■ **EXCERPTED TEXT**:
Part Seven – Finally Reunited With My Brothers

Finally, after years of waiting, the time had come.

I’m around the age of 12 or 13 at this point, finally getting the chance to reunite with my two brothers. I’d barely got to see them growing up — the only real comfort I had was knowing they were together. If nothing else, they had each other.

My brothers are older than I am — three and four years older. My eldest brother, when I last knew him, was kind and gentle, loved animals, quiet, but always my biggest brother. I didn’t quite know how to take this person who had grown in his place. I was expecting my brother to still be in there — I guess he was, somewhere — but the kindness and the gentle had been replaced with moody, chain-wearing, pierced-to-the-eyeballs heavy metal music fan. I looked into his eyes as if I was trying to find the brother I knew in there, but he just nodded, “Alright, sis?” and then disappeared off out with his mates, and that was that.

I was confused. I expected him to welcome me with a hug and some kind of mention of having missed me — but it didn’t come. I got to know my brother instead from the other side of my bedroom wall, from the music he played loudly in the room next to mine. If I couldn’t connect with him in person, I’d connect through music, and that’s kind of how it went.

■ **OBJECTIVES**:
a. In the memoir excerpt about reuniting with brothers, how much older than the narrator are the two brothers?
b. List every descriptive term the memoir excerpt uses for what the eldest brother's kindness and gentleness had been replaced with.
c. Extend the memoir excerpt about reuniting with brothers, starting after its final sentence.
The records that come next were taken from a separate source.

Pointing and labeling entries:
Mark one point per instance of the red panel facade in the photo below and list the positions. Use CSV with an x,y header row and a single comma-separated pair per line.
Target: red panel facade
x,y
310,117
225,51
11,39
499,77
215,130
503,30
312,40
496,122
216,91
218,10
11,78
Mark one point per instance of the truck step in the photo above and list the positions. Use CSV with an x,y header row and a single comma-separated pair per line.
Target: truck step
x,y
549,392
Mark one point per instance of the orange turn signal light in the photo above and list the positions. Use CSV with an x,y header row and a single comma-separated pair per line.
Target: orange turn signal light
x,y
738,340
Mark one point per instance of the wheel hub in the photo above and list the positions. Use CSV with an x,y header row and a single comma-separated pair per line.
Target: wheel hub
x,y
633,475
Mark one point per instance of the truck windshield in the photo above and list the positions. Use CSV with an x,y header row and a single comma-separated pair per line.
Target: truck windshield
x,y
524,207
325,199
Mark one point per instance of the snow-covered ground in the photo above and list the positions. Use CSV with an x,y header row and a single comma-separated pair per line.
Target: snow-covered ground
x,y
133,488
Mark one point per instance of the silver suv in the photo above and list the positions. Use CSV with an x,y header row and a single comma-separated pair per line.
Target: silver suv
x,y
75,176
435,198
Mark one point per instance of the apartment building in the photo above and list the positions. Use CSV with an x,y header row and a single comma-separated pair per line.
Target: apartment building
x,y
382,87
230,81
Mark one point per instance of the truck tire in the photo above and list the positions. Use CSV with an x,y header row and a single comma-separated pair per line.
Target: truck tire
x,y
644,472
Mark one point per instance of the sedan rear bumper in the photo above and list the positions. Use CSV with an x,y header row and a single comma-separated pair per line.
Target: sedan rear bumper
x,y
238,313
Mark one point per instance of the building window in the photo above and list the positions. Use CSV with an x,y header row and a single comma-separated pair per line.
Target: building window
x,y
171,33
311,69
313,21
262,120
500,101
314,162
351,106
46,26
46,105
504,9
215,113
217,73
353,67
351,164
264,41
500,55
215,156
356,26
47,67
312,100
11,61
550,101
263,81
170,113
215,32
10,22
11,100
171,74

■ **ANSWER LIST**:
a. Three and four years older.

b. Moody, chain-wearing, pierced-to-the-eyeballs, and heavy metal music fan.

c.
My other brother was more chatty, but he had also changed. In place of the brother I’d known — the one I occasionally spoke to on the phone — was someone who thought taking the mickey out of me and insulting me was the way to show brotherly love. But it annoyed me hugely.

We had a proper argument once. He was laid on the sofa chanting his usual taunts. I lost my temper, threw a pool cue at him like it was a javelin — only I missed him and it went straight through a window. He laughed mercilessly. Me? I got pocket money of just £1.65 a week and it took me about three months to pay for the damages. I was heartbroken, to be honest. I’d uprooted the life I knew for a chance to finally be with them, and the reception I received was frosty at best.

I wasn’t really introduced to their friends, more just mildly mentioned like I was a new responsibility they hadn’t agreed to. I didn’t want anything from them — not looking to be looked after — I just longed to connect after all the years apart. I started to regret my choice. The rejection never even crossed my mind as a possibility, and I wished I’d thought twice about it.

Still, I tried. I was confused by the coldness I met. But I was back in mainstream school, and I had work to do — especially as I had to repeat the first year. I’d left my old school in Year 8 and here I was, forced to do a do-over I never asked for. It was a double blow. I’d worked so hard for this chance — not just in my education, but in the hope of rebuilding family — and it all turned out to be completely different than I’d imagined. So I forged my own path.

I joined a local youth club and made new friends. It’s there I met my best friend, his older brother (whom I dated on and off for a while), and his best friend (someone I also dated now and then). I didn’t tend to get on with girls much — all that time in boarding school with far more boys than girls meant I just found them easier to talk to, easier to be around.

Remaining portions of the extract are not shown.